Required action: Please print every line of the material below exactly.
Entries shown Start Marker
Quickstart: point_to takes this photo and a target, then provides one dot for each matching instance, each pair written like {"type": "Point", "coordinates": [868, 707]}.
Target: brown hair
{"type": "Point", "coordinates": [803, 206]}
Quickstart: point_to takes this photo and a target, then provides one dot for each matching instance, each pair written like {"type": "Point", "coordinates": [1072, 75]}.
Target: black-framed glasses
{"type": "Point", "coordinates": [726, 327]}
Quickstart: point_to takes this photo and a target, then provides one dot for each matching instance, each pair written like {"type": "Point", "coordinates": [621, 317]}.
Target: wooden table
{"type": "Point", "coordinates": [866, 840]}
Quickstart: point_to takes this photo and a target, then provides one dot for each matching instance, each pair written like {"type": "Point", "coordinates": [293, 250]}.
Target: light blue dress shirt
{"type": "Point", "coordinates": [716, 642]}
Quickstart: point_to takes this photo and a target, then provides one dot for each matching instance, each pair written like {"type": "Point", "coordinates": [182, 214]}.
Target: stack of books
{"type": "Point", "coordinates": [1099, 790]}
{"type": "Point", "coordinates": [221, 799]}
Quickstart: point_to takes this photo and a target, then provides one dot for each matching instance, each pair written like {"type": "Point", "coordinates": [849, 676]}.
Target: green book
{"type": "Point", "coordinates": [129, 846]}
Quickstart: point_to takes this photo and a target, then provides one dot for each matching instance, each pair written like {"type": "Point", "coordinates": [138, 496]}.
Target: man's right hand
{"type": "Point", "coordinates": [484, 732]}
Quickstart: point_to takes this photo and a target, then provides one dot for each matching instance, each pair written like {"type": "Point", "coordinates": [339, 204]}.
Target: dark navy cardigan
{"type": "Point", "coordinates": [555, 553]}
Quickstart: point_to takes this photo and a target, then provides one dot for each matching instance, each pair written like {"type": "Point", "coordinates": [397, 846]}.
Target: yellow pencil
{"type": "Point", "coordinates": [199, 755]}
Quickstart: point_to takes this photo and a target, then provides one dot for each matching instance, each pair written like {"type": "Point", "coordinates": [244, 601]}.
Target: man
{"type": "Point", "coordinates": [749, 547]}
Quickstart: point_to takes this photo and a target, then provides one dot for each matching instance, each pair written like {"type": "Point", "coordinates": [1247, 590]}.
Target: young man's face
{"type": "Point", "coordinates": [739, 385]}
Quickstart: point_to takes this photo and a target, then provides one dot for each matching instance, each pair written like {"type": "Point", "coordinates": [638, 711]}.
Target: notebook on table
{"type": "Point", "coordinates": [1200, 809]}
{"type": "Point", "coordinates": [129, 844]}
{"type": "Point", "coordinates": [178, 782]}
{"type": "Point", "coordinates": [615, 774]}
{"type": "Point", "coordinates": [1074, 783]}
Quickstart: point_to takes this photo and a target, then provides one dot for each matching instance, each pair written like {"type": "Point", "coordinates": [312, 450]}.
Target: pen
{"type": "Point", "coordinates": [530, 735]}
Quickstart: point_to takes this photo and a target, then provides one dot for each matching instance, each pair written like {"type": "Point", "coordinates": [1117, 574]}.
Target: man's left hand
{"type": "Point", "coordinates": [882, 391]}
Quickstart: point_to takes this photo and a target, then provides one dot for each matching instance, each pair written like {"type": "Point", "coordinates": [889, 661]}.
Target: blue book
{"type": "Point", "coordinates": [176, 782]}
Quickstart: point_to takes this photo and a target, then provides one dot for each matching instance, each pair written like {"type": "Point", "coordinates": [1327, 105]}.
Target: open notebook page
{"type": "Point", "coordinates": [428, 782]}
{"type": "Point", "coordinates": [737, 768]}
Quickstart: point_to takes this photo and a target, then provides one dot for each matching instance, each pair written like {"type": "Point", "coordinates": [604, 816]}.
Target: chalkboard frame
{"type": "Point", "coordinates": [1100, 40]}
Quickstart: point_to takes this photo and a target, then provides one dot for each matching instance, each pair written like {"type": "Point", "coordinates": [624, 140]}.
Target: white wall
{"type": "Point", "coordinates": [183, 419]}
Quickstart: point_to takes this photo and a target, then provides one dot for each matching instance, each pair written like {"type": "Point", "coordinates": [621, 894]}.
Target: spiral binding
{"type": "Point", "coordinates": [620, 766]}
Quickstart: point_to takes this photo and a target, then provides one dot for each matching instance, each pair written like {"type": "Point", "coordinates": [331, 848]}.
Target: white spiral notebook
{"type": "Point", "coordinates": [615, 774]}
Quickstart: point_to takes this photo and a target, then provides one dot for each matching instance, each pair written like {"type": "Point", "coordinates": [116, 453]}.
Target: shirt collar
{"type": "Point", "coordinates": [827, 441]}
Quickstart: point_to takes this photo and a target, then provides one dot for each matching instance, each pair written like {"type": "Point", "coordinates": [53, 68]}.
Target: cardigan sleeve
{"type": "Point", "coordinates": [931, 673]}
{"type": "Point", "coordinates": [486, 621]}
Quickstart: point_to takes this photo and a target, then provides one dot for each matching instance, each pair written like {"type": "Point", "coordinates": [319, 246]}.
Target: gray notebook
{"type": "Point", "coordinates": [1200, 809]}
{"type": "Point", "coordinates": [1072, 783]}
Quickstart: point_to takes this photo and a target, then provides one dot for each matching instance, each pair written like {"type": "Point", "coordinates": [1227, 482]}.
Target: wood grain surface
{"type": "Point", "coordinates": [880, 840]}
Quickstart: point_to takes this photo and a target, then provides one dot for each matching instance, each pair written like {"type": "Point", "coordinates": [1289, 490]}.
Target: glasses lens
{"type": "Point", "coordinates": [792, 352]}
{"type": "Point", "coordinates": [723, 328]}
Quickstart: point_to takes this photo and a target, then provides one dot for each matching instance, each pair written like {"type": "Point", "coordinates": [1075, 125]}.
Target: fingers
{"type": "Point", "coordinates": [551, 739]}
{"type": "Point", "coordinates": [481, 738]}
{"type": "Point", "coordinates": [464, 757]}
Entries shown End Marker
Exercise response:
Quickstart: point_to takes this photo and a target, then provides one dot for each matching instance, each pair written like {"type": "Point", "coordinates": [868, 707]}.
Target: brown hair
{"type": "Point", "coordinates": [803, 206]}
Quickstart: point_to takes this photo and a target, then provides one dot for each matching instance, each pair written like {"type": "Point", "coordinates": [1072, 75]}.
Target: black-framed glasses
{"type": "Point", "coordinates": [726, 327]}
Quickstart: point_to takes this photo and a target, then provides one dot for each matching instance, each pair written like {"type": "Point", "coordinates": [621, 317]}.
Target: wooden table
{"type": "Point", "coordinates": [866, 840]}
Quickstart: point_to takes this photo and a target, then provides one dot for each matching instance, each pair written like {"type": "Point", "coordinates": [293, 250]}.
Target: light blue dress shirt
{"type": "Point", "coordinates": [716, 642]}
Quickstart: point_to takes this photo and a target, then provides one dot for each matching instance, each pair written like {"type": "Point", "coordinates": [182, 214]}.
Target: stack of books
{"type": "Point", "coordinates": [1099, 790]}
{"type": "Point", "coordinates": [221, 799]}
Quickstart: point_to takes this photo and a target, then provides one dot for each matching instance, each pair written like {"type": "Point", "coordinates": [849, 676]}.
Target: green book
{"type": "Point", "coordinates": [129, 846]}
Quickstart: point_to takes this photo and a target, then provides one dot for each matching instance, each pair written like {"type": "Point", "coordinates": [138, 496]}.
Target: man's right hand
{"type": "Point", "coordinates": [484, 732]}
Quickstart: point_to takes this photo and a target, then provides one dot for each matching instance, each pair written like {"type": "Point", "coordinates": [339, 204]}.
Target: dark navy cardigan
{"type": "Point", "coordinates": [555, 553]}
Quickstart: point_to takes this photo and a target, then provides one dot for each matching instance, each pair written like {"type": "Point", "coordinates": [397, 846]}.
Target: yellow pencil
{"type": "Point", "coordinates": [199, 755]}
Quickstart: point_to takes this photo and a target, then provides one dot for each matching instance, each pair written like {"type": "Point", "coordinates": [244, 601]}.
Target: man
{"type": "Point", "coordinates": [749, 547]}
Quickstart: point_to takes this photo and a target, then provides one dot for each matching instance, each pair written like {"type": "Point", "coordinates": [1247, 590]}.
Target: young man's face
{"type": "Point", "coordinates": [739, 385]}
Quickstart: point_to takes this photo and a target, then provides one dot for each matching instance, each pair written like {"type": "Point", "coordinates": [638, 711]}.
Target: notebook on table
{"type": "Point", "coordinates": [1200, 809]}
{"type": "Point", "coordinates": [129, 844]}
{"type": "Point", "coordinates": [178, 782]}
{"type": "Point", "coordinates": [615, 774]}
{"type": "Point", "coordinates": [1074, 783]}
Quickstart: point_to takes this photo and a target, then provides one dot for each matching instance, each pair written like {"type": "Point", "coordinates": [312, 450]}.
Target: pen
{"type": "Point", "coordinates": [530, 735]}
Quickstart: point_to takes this photo and a target, then provides one dot for each matching instance, each pair written like {"type": "Point", "coordinates": [1117, 574]}.
Target: man's left hand
{"type": "Point", "coordinates": [882, 391]}
Quickstart: point_to takes this photo and a target, then provides one dot for each matching instance, each pair written like {"type": "Point", "coordinates": [889, 661]}.
Target: blue book
{"type": "Point", "coordinates": [176, 782]}
Quickstart: point_to takes this photo and a target, then provides one dot for each matching instance, each pair written like {"type": "Point", "coordinates": [1327, 105]}.
Target: open notebook page
{"type": "Point", "coordinates": [428, 782]}
{"type": "Point", "coordinates": [737, 768]}
Quickstart: point_to takes this photo and a target, then provides one dot for each matching instance, each pair written like {"type": "Point", "coordinates": [604, 816]}.
Target: chalkboard frame
{"type": "Point", "coordinates": [1100, 40]}
Quickstart: point_to takes this photo and a target, then provides one dot for each matching instance, each pair written like {"type": "Point", "coordinates": [624, 140]}.
Target: white wall
{"type": "Point", "coordinates": [183, 419]}
Quickstart: point_to takes this photo and a target, then provides one dot for each matching instance, each pair written like {"type": "Point", "coordinates": [621, 894]}.
Target: spiral binding
{"type": "Point", "coordinates": [620, 766]}
Quickstart: point_to takes this photo and a target, then provides one dot for each matching instance, each pair written like {"type": "Point", "coordinates": [331, 848]}.
Target: white spiral notebook
{"type": "Point", "coordinates": [615, 774]}
Quickstart: point_to takes this photo and a target, then provides one dot for each matching instance, each pair written like {"type": "Point", "coordinates": [116, 453]}.
Target: shirt collar
{"type": "Point", "coordinates": [827, 441]}
Quickstart: point_to takes this photo and a target, then provides one dot for each matching instance, each pair written like {"type": "Point", "coordinates": [53, 68]}.
Target: cardigan sleeve
{"type": "Point", "coordinates": [931, 673]}
{"type": "Point", "coordinates": [486, 621]}
Quickstart: point_to takes this photo and a target, then provides one dot for each matching instance, each pair written like {"type": "Point", "coordinates": [319, 246]}.
Target: gray notebook
{"type": "Point", "coordinates": [1200, 809]}
{"type": "Point", "coordinates": [1072, 783]}
Quickstart: point_to takes this photo and a target, then provides one dot for each matching instance, each pair written like {"type": "Point", "coordinates": [1227, 482]}.
Target: wood grain surface
{"type": "Point", "coordinates": [880, 840]}
Quickstart: point_to takes this photo and a target, then provides one dot for each matching instance, each pair written like {"type": "Point", "coordinates": [1289, 490]}.
Target: glasses lens
{"type": "Point", "coordinates": [792, 352]}
{"type": "Point", "coordinates": [723, 328]}
Quickstart: point_to takes this photo and a target, then provides one dot for each matching instance, each pair written like {"type": "Point", "coordinates": [1075, 125]}.
Target: fingers
{"type": "Point", "coordinates": [551, 739]}
{"type": "Point", "coordinates": [481, 738]}
{"type": "Point", "coordinates": [464, 757]}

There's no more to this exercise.